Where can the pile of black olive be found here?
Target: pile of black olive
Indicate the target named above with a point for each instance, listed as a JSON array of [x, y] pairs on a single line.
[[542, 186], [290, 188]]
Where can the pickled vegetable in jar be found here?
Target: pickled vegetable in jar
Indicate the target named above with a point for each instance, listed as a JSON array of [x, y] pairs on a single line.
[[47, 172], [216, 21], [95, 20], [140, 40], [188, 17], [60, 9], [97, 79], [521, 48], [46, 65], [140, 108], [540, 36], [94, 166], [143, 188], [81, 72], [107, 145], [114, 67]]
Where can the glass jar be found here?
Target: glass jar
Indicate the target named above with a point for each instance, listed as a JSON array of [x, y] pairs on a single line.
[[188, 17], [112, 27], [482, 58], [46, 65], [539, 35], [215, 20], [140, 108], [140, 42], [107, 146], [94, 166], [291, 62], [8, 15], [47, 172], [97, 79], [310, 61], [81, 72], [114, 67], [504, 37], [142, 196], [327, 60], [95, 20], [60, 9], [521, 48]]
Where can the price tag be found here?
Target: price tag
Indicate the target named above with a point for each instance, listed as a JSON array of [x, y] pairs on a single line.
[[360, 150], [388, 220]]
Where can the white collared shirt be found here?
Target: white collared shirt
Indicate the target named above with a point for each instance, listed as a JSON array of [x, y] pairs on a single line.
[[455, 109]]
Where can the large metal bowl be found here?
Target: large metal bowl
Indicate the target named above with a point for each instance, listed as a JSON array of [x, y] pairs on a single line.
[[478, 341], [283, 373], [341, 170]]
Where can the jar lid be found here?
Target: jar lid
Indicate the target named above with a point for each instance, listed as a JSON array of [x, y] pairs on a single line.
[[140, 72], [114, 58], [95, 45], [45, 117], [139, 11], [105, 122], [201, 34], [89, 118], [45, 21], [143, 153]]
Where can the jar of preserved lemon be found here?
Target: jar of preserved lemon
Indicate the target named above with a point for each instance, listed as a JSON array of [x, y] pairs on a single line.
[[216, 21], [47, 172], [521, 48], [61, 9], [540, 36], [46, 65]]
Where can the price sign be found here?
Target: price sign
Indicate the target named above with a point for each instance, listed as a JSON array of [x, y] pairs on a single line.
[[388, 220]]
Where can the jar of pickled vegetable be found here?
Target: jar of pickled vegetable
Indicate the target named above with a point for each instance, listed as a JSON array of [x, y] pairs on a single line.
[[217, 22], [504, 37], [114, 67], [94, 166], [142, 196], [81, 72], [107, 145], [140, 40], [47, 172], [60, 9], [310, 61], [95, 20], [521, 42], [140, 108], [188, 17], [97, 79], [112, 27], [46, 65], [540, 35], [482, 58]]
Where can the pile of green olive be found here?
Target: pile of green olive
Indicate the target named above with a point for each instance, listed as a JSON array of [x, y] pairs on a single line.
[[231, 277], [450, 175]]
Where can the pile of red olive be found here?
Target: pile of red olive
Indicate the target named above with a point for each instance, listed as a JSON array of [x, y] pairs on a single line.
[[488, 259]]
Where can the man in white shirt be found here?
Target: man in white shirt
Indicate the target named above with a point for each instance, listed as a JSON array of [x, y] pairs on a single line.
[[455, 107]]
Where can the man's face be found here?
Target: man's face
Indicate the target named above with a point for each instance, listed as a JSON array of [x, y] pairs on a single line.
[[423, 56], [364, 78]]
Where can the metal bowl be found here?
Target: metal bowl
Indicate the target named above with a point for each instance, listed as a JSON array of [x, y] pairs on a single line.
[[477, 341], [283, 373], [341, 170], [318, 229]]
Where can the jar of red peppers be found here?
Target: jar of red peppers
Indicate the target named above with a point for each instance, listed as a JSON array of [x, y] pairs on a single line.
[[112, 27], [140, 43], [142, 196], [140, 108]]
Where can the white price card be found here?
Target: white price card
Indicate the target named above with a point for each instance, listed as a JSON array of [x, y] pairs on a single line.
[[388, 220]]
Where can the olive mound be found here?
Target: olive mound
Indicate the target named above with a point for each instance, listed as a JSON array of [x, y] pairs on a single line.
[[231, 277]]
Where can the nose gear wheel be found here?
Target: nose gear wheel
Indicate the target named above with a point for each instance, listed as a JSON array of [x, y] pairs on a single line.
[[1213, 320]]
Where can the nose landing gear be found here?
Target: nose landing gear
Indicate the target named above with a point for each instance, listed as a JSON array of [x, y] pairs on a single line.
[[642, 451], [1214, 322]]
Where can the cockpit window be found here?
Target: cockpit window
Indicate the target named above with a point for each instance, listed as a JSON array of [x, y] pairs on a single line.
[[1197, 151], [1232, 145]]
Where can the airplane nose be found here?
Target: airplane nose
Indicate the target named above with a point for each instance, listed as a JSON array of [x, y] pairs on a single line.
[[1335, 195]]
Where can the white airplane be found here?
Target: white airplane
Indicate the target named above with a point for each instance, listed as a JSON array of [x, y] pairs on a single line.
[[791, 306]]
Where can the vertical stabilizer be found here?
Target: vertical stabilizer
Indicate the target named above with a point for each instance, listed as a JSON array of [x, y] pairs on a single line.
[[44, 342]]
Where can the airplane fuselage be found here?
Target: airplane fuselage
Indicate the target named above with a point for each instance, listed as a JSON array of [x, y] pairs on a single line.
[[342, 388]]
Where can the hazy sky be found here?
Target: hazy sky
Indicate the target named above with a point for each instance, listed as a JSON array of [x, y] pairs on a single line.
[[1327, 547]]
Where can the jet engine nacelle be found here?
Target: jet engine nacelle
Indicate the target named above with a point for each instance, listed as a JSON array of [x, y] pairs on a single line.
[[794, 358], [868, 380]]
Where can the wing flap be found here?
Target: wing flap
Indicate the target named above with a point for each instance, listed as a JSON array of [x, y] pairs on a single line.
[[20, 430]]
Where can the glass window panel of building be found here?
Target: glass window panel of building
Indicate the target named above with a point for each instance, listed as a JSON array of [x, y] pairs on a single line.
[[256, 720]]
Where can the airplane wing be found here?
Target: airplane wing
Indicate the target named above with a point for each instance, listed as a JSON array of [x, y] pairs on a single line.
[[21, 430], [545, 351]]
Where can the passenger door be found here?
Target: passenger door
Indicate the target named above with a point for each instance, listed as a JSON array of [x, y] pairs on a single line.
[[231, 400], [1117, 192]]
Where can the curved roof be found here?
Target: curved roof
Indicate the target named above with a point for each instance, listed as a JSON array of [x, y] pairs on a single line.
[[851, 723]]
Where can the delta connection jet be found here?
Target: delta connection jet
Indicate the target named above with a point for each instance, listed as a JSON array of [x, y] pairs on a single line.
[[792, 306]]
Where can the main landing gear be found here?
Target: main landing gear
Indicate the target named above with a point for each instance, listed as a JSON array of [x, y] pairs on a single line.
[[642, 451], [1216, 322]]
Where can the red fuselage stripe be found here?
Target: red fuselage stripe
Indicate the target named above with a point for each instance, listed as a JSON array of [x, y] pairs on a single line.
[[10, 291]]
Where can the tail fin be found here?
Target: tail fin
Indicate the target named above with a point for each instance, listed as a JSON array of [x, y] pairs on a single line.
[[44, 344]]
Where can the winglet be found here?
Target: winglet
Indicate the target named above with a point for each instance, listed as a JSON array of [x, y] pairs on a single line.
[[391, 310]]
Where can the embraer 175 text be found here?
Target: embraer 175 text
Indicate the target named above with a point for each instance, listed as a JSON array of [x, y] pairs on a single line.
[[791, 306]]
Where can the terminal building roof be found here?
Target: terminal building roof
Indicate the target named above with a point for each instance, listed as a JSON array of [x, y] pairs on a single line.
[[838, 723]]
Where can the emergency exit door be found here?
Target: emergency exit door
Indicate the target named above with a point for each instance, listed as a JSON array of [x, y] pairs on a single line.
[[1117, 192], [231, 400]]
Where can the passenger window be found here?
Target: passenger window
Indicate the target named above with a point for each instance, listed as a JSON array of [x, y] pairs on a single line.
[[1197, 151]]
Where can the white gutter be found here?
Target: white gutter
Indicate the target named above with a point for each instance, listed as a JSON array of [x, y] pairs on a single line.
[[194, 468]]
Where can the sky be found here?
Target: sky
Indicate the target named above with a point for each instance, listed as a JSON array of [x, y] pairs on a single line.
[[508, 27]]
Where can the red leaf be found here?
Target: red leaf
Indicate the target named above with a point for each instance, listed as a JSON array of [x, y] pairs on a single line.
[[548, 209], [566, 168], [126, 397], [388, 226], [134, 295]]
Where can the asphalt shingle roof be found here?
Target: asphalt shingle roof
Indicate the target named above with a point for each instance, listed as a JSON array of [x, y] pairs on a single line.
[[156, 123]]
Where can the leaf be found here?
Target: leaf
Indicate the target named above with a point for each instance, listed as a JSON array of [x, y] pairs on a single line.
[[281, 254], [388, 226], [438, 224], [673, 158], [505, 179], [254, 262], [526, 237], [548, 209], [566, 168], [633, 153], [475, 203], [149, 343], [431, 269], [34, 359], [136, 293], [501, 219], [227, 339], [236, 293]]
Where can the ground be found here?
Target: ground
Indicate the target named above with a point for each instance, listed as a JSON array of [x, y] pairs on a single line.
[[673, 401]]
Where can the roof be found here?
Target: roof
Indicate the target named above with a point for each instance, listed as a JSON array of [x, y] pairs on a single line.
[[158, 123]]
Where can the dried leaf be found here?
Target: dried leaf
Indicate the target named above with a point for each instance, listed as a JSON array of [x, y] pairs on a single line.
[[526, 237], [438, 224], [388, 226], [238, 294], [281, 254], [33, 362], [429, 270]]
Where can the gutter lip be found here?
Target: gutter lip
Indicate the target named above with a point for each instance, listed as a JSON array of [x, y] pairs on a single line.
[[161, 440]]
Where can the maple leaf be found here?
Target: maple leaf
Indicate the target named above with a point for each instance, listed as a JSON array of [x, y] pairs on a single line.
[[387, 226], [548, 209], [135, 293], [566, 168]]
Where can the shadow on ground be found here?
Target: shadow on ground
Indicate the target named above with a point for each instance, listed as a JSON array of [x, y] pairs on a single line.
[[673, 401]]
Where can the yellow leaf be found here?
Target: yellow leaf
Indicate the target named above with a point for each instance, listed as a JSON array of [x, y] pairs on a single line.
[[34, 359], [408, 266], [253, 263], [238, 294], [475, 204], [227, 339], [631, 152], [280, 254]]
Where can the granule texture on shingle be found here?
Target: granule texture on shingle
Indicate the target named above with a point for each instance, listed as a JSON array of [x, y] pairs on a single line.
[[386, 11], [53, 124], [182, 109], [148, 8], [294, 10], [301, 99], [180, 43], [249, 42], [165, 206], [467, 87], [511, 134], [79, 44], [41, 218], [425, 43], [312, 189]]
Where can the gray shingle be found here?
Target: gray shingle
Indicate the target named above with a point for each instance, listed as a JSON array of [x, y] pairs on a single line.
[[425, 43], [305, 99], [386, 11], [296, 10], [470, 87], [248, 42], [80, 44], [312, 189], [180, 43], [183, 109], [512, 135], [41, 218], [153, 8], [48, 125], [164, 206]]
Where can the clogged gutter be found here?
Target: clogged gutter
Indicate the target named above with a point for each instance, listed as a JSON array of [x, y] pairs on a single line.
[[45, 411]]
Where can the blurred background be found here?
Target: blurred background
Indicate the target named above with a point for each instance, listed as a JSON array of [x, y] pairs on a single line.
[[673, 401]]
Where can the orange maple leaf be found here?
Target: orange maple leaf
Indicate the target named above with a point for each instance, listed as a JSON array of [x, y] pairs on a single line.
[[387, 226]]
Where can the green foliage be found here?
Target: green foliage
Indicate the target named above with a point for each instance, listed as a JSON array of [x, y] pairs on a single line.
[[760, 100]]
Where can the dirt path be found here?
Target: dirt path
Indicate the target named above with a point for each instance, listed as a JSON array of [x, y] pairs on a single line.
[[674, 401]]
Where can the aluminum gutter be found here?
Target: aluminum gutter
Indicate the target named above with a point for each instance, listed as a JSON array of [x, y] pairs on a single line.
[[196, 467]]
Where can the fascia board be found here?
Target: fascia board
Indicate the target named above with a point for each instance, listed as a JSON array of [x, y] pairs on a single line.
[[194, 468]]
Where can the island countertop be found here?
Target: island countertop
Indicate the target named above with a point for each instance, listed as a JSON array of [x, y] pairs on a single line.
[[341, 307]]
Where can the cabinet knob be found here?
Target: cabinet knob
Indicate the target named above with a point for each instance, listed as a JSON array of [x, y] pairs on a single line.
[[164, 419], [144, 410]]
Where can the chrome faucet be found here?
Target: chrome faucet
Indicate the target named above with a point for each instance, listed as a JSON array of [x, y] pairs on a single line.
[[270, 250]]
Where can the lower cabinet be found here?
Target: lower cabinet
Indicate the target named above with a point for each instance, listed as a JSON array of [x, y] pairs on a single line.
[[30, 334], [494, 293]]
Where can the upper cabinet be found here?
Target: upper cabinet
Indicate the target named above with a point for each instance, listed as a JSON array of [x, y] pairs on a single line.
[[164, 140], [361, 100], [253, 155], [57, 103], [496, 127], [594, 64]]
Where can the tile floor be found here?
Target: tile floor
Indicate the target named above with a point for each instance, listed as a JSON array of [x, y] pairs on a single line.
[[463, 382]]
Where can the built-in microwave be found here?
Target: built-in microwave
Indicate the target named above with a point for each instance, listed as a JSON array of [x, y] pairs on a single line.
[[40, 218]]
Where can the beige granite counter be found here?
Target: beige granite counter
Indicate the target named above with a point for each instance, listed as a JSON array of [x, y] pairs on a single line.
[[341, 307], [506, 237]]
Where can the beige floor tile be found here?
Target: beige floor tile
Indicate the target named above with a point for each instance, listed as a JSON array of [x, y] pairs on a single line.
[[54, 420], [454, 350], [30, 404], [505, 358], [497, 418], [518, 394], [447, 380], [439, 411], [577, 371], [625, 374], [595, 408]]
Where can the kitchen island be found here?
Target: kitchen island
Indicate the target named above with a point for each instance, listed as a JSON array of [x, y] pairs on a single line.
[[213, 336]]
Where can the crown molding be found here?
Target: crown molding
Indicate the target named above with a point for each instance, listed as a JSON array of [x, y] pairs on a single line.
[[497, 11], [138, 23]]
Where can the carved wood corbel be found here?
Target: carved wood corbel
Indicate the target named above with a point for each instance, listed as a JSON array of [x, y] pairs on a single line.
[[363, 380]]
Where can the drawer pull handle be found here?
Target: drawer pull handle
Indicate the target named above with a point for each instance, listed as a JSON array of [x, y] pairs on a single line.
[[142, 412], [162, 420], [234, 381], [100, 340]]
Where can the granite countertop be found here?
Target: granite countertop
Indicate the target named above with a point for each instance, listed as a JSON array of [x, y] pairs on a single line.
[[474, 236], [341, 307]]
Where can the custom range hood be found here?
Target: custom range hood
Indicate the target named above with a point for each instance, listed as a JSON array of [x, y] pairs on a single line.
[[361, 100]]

#### [GIVEN EXERCISE]
Render the stretch of the data from its first line through the line containing "9], [521, 48]]" as a numbered list, omitting any blank lines.

#### [RESULT FOR THIS EXERCISE]
1. Where can the pile of black olive be found here?
2. Target: pile of black olive
3. Indicate the target named above with a point for each instance, listed as a JSON array of [x, y] pairs on a single line.
4. [[542, 186], [290, 188]]
5. Where can the pickled vegetable in jar be found here?
6. Target: pickled vegetable in jar
7. Indicate the target named above with a point for each instance, listed as a JSON array of [x, y] pairs on a single line.
8. [[47, 172], [216, 21], [95, 20], [140, 40], [188, 17], [60, 9], [97, 79], [521, 48], [46, 65], [140, 108], [540, 36], [94, 166], [143, 188], [81, 72], [107, 145], [114, 67]]
9. Where can the glass jar be found here?
10. Target: glass jar
11. Indicate the target named above with a point for each instance, listed as a JSON array of [x, y] pairs on a single line.
12. [[188, 17], [112, 27], [482, 58], [46, 65], [539, 35], [215, 20], [140, 108], [140, 42], [107, 146], [94, 166], [291, 62], [8, 15], [47, 172], [97, 79], [310, 61], [81, 72], [114, 67], [504, 37], [142, 196], [327, 60], [95, 20], [60, 9], [521, 48]]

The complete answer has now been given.